## Text
::::::
Since I am a running geek I like to over-analyze both the track and road races that I watch and say inane stuff like, “the lean wolf leads the pack…”
Though I really am not trained at all in exercise science, I do notice some of the minor details about runners that seem to give them a slight edge in races. One such thing is body composition: the ratio of lean body mass (muscle) to body fat.
It was hard not to notice a trend at the Olympic track trials:
Morgan Uceny easily won the 1500 meters race, and even blew kisses as she crossed the finish line.
Julie Culley took the 5K.
And Amy Hastings won the 10K.
They all seem to be extremely lean with muscles bulging both in their abdominals and arms.
Does this perfect “running physique” they have achieved give them an edge?
I don’t know, but it could. (So many other factors are involved. Obviously this doesn’t come down to just how much muscle or body fat a runner has. I just find it interesting.)
Genetics play a huge role in achieving this ideal ratio, but I am curious as to whether or not these elite runner’s coaches work with them to achieve an balance of muscle and body fat that may give them a slight edge when racing.
I mean, it’s obvious that runners should not diet:
As an active runner it’s critical that you eat sufficient quantities of high quality carbohydrates, protein and essential fats on a daily basis. If you let your nutrition fall below the required level your body will break down and your running performance will plummet. (source)
Runningplanet.com advocates doing the following ten things to help you reach your ideal running weight:
- Extend your long run
- Add a mid-week long run of 12 miles or so
- Run hills
- Strength train
- Run fast (do interval training)
- Do longer tempo runs
- Increase your weekly mileage
- Avoid simple carbohydrates
- Eat proper portion sizes
- Don’t drink your calories
Most of these seem obvious, and I am sure that most elites do all of this already. For us, however, it is much harder, because almost all of these things require something that not many of us have a lot of: time.
::::::
Data records
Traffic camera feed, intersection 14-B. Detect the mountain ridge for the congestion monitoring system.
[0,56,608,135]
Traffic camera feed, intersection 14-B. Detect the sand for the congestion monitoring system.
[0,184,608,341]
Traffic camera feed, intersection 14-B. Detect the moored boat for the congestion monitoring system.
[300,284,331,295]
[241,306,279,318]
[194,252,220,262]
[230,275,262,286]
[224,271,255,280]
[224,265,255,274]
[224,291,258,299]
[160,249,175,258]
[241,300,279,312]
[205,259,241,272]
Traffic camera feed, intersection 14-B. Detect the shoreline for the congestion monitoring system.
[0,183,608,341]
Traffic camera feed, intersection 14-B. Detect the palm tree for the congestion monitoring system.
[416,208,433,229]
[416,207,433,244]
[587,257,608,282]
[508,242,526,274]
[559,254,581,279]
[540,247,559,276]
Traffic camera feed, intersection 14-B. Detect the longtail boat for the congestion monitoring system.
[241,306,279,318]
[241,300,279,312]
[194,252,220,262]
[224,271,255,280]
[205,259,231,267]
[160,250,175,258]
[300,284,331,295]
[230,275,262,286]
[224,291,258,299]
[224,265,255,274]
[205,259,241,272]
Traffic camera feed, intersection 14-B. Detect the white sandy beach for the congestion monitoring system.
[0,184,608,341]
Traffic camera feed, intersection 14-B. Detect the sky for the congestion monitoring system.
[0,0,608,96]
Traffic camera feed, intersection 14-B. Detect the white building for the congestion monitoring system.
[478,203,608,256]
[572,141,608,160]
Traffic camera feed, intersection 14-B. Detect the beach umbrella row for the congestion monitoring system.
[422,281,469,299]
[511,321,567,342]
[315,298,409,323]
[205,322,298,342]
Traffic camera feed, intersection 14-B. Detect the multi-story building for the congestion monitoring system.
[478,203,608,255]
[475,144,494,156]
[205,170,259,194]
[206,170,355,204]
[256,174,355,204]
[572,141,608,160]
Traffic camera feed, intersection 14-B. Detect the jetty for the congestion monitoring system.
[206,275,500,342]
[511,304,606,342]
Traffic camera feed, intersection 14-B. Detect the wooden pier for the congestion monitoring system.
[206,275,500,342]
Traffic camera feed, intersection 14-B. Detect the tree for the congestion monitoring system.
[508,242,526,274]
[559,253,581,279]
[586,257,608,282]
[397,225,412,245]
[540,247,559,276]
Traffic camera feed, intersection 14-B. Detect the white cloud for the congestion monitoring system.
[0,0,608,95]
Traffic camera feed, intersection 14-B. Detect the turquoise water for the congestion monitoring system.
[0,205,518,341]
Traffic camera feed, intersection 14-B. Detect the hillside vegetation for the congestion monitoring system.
::::::
## Exercise requirements
a) Answer these questions about the post on body composition:
(i) Who won the 5K at the Olympic track trials?
(ii) About how long is the mid-week long run that the post's list recommends?
(iii) According to the post, what do almost all of the listed things require?
b) Print the part of the post on body composition that runs from "Though I really" to "the finish line.".
c) Decide whether each statement agrees with the post on body composition, and support each answer with the words from the post that settle it:
(i) Morgan Uceny won the 10K.
(ii) The writer is trained in exercise science.
(iii) Runningplanet.com recommends strength training.

## Numbered responses
a)
(i) Julie Culley
(ii) 12 miles or so
(iii) Time

b)
Though I really am not trained at all in exercise science, I do notice some of the minor details about runners that seem to give them a slight edge in races. One such thing is body composition: the ratio of lean body mass (muscle) to body fat.
It was hard not to notice a trend at the Olympic track trials:
Morgan Uceny easily won the 1500 meters race, and even blew kisses as she crossed the finish line.

c)
(i) No: "Amy Hastings won the 10K."
(ii) No: "Though I really am not trained at all in exercise science"
(iii) Yes: "Strength train"